_Supplied passage_:

# # #

Bugfix: Context Parallel crash when seq-len not divisible by mesh size #12988

tsu-bin · 2026-01-16T17:24:30Z

The Context Parallel implementation of diffusers can't handle the case that sequence length not divisible by mesh size. This issue is universal for all models. Now take Qwen-Image as an example, before this PR:

test script

from accelerate import PartialState
from diffusers import QwenImagePipeline, ContextParallelConfig
import torch

torch.distributed.init_process_group("nccl")
rank = torch.distributed.get_rank()
device = torch.device("cuda", rank % torch.cuda.device_count())
torch.cuda.set_device(device)
cpc = ContextParallelConfig(ulysses_degree=2)

pipe = QwenImagePipeline.from_pretrained(
    "/hostShare/models/Qwen-Image-Fp8-LoraFused/", 
    torch_dtype={"default": torch.bfloat16},
    use_safetensors=True
)
distributed_state = PartialState()
pipe.transformer.enable_parallelism(config=cpc)
pipe.to(distributed_state.device)

seed = torch.Generator().manual_seed(66)
positive_magic = ", Ultra HD, 4K, cinematic composition."

# # #

_Dataset_:
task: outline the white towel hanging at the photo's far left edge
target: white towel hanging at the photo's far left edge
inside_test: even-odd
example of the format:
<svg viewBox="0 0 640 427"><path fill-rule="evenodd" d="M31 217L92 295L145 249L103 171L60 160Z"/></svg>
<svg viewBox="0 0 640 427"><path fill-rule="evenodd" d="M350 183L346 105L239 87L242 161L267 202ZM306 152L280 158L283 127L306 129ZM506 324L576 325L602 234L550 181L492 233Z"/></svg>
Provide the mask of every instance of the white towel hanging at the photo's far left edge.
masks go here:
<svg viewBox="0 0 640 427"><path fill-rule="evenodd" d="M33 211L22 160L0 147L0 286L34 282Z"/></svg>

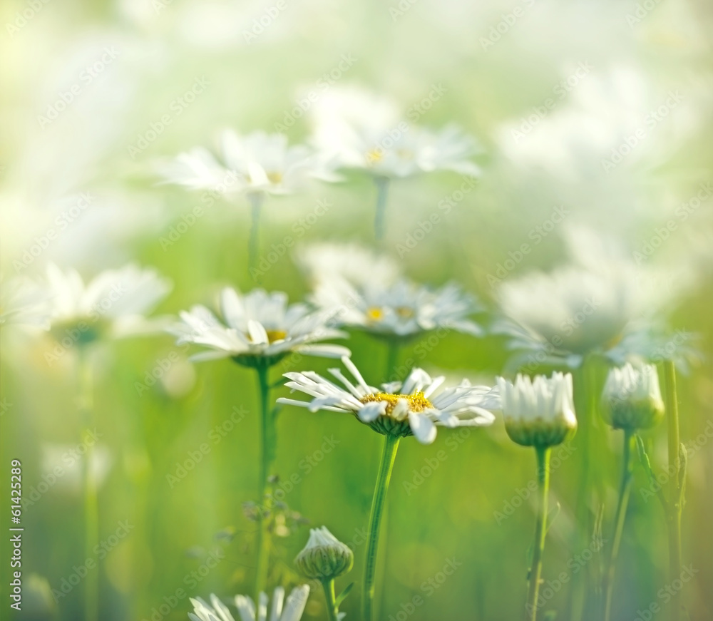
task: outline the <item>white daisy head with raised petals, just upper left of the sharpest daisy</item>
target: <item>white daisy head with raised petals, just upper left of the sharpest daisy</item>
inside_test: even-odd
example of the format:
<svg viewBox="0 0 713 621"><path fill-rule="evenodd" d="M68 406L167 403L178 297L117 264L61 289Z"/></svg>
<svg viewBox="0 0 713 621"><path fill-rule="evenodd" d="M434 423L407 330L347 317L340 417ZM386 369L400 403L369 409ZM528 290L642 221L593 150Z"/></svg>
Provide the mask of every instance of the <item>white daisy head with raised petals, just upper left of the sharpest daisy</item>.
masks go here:
<svg viewBox="0 0 713 621"><path fill-rule="evenodd" d="M255 366L260 361L275 364L291 351L329 358L351 355L341 345L315 344L347 336L327 325L331 314L312 312L305 304L288 304L283 292L254 289L242 295L226 287L220 294L220 314L225 323L207 308L194 306L181 312L182 322L168 331L178 337L178 344L195 343L209 349L193 360L230 357Z"/></svg>

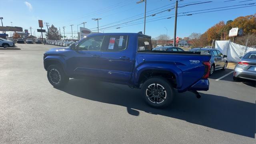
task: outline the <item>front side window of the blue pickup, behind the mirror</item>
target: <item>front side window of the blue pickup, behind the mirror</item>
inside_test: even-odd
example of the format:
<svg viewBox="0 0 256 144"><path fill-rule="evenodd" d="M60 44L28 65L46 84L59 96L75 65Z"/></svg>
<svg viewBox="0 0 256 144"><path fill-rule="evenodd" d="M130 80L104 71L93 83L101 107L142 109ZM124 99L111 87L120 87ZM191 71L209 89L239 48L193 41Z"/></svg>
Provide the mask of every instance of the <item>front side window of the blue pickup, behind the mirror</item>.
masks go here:
<svg viewBox="0 0 256 144"><path fill-rule="evenodd" d="M92 36L85 38L77 47L78 50L100 51L104 36Z"/></svg>

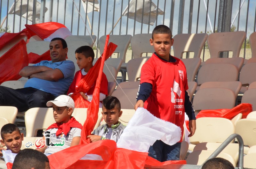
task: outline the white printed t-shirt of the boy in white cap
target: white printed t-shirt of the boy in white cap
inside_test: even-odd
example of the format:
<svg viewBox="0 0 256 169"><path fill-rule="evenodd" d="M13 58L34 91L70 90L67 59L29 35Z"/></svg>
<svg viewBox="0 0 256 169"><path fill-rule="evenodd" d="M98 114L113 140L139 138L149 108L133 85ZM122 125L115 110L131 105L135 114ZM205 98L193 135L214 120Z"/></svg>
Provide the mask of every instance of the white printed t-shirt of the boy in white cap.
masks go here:
<svg viewBox="0 0 256 169"><path fill-rule="evenodd" d="M58 137L56 137L56 132L58 128L52 128L48 129L44 132L44 136L46 132L50 131L50 144L46 150L44 151L44 154L53 154L55 152L61 151L63 149L66 149L70 147L70 144L74 137L81 137L81 129L79 128L71 128L67 134L67 136L60 134ZM48 139L49 137L45 136L45 139Z"/></svg>

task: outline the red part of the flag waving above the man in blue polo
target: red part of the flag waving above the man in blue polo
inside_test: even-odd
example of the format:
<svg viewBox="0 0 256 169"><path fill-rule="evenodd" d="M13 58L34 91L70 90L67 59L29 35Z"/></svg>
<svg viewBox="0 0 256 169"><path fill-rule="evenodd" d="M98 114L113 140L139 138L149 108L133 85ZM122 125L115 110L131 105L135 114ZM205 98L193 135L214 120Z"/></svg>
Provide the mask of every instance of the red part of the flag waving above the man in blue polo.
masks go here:
<svg viewBox="0 0 256 169"><path fill-rule="evenodd" d="M33 24L33 25L25 24L25 27L28 30L29 38L31 36L37 35L41 39L47 38L48 36L50 36L52 33L54 33L60 28L67 28L65 25L60 24L58 22L45 22L45 23Z"/></svg>

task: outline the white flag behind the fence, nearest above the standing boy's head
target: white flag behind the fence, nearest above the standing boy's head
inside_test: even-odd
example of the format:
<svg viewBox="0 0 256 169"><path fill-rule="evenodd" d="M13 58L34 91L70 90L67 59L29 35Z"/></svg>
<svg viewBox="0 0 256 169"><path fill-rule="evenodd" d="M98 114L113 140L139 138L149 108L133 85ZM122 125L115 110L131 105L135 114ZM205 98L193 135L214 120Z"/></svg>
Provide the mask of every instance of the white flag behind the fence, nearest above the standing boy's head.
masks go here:
<svg viewBox="0 0 256 169"><path fill-rule="evenodd" d="M136 16L135 16L135 7L136 7ZM123 16L128 16L127 8L128 6L124 10ZM158 15L164 15L164 12L159 8L157 8L156 4L154 4L151 0L145 0L144 6L143 6L143 0L137 0L137 5L136 5L136 0L130 1L129 18L131 19L134 19L136 17L135 20L140 23L142 22L143 24L148 24L149 22L150 25L154 25L157 17L156 13ZM149 18L149 14L150 14L150 18ZM142 16L143 16L143 20L142 20Z"/></svg>

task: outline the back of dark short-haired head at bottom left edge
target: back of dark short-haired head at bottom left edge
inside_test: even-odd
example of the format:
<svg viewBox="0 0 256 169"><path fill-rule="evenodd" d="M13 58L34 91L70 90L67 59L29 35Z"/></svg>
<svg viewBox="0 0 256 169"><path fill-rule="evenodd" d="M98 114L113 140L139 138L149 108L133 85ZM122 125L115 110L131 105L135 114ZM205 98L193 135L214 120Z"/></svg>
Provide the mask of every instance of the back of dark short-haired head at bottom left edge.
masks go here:
<svg viewBox="0 0 256 169"><path fill-rule="evenodd" d="M45 169L45 163L49 163L47 156L34 149L23 149L14 158L12 169Z"/></svg>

# # #

_Tasks to complete_:
1. Answer these from the Context Parallel bug report:
(a) Which model does the report take as its example?
(b) What value does the test script give ulysses_degree?
(c) What number is passed to manual_seed?
2. Please print everything in the Context Parallel bug report from "from accelerate import" down to "rank % torch.cuda.device_count())".

_Per-task answers_:
1.
(a) Qwen-Image
(b) 2
(c) 66

2.
from accelerate import PartialState
from diffusers import QwenImagePipeline, ContextParallelConfig
import torch

torch.distributed.init_process_group("nccl")
rank = torch.distributed.get_rank()
device = torch.device("cuda", rank % torch.cuda.device_count())